| WHAT THE TASK ASKS |
Please locate each line in the rows below that contains the word "salad" and copy those lines out.

==================================================

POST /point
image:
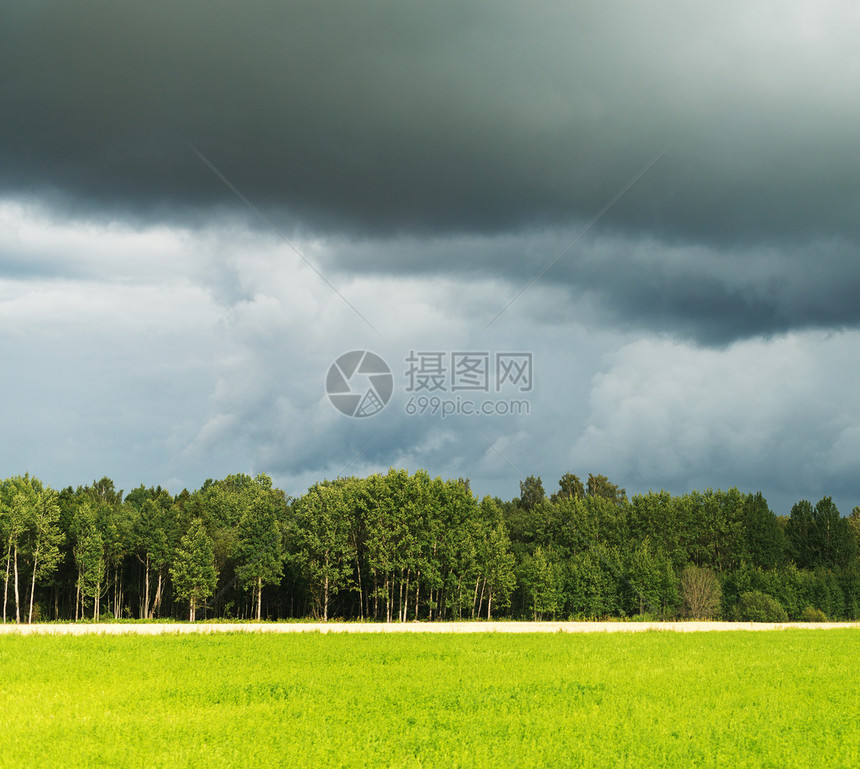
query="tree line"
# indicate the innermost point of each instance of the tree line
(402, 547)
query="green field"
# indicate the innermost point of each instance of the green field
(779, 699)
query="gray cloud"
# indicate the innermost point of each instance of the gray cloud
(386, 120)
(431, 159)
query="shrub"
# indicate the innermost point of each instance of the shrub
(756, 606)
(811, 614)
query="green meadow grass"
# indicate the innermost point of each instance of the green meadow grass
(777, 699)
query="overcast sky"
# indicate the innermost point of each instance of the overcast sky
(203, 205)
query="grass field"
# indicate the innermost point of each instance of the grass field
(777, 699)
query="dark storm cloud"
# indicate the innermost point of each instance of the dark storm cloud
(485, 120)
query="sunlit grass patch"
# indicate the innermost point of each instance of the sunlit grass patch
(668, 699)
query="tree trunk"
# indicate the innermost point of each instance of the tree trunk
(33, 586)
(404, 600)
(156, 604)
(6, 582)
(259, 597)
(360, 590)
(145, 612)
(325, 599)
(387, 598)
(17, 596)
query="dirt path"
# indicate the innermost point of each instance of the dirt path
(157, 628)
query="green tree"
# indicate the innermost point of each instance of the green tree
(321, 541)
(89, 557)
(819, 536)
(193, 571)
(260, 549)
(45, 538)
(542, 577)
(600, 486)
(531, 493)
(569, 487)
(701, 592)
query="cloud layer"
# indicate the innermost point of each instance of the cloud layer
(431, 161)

==================================================

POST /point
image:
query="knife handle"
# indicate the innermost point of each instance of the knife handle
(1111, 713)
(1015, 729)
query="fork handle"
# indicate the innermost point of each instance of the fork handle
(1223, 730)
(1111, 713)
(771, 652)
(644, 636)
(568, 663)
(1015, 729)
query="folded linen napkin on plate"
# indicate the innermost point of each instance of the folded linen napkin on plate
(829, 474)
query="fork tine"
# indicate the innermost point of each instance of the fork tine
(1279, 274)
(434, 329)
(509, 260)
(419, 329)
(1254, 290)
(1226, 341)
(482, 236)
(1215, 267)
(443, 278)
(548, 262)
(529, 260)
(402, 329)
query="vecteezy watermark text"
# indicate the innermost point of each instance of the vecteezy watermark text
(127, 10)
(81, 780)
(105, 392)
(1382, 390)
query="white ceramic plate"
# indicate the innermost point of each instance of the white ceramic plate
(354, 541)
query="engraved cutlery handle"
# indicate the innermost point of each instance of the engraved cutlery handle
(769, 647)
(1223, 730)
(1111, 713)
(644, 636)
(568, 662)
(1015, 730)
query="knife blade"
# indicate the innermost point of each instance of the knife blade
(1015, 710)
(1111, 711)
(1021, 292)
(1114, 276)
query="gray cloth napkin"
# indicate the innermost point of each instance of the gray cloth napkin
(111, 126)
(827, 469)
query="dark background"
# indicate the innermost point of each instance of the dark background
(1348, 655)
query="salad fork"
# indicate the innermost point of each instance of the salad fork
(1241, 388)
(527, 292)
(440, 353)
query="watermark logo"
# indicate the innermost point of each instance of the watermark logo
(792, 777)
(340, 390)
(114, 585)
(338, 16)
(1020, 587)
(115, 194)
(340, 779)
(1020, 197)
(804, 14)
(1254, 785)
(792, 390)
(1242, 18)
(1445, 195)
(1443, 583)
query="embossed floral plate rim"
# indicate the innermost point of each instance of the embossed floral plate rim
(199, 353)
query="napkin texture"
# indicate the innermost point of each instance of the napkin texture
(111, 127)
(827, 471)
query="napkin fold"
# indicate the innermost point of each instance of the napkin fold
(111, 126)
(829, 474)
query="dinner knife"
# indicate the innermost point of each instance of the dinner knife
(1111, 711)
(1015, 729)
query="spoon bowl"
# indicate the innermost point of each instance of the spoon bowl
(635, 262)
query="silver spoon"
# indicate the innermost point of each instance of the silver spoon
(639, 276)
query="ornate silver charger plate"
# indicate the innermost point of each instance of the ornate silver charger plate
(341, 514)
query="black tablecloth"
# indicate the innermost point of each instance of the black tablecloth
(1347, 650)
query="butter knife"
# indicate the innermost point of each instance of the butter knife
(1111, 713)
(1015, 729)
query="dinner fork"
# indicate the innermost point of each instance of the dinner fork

==================================================

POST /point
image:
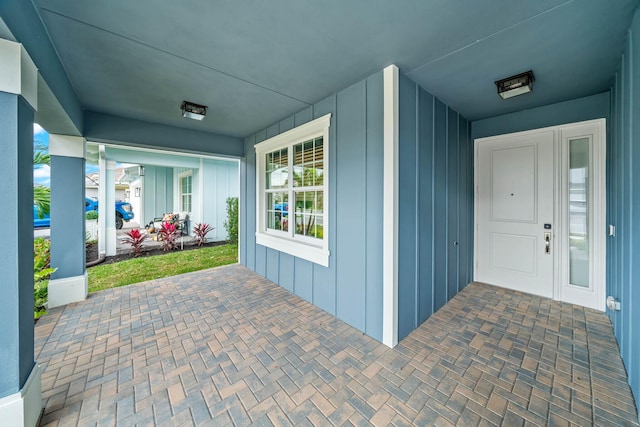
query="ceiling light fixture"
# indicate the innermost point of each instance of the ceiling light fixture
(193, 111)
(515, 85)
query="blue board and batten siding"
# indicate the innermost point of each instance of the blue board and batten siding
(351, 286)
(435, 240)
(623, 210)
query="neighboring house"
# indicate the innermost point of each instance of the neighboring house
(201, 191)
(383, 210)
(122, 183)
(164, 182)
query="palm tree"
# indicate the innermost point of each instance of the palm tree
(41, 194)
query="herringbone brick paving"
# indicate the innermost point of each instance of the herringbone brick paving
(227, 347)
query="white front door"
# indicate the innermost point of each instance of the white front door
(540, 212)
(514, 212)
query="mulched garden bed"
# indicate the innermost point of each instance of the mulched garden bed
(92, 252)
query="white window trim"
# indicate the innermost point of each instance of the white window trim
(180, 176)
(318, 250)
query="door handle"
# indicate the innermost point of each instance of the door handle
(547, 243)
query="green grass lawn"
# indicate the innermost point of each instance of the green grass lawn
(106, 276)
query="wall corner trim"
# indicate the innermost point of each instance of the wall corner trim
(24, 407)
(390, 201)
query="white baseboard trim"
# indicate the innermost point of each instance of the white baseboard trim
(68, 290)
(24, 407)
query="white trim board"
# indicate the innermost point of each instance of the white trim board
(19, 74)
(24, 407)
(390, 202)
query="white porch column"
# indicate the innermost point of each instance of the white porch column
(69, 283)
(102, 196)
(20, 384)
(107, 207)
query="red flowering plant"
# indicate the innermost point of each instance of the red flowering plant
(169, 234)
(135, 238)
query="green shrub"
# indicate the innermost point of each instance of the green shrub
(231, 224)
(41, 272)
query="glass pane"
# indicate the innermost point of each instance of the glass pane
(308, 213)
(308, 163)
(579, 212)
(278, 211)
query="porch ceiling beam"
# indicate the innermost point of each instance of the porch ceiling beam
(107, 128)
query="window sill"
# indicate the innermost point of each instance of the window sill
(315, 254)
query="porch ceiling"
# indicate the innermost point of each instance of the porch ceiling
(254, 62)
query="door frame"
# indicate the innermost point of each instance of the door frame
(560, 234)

==================================================

| EXERCISE OUTPUT |
query="salad fork"
# indicate the innermost point of each instance of the salad fork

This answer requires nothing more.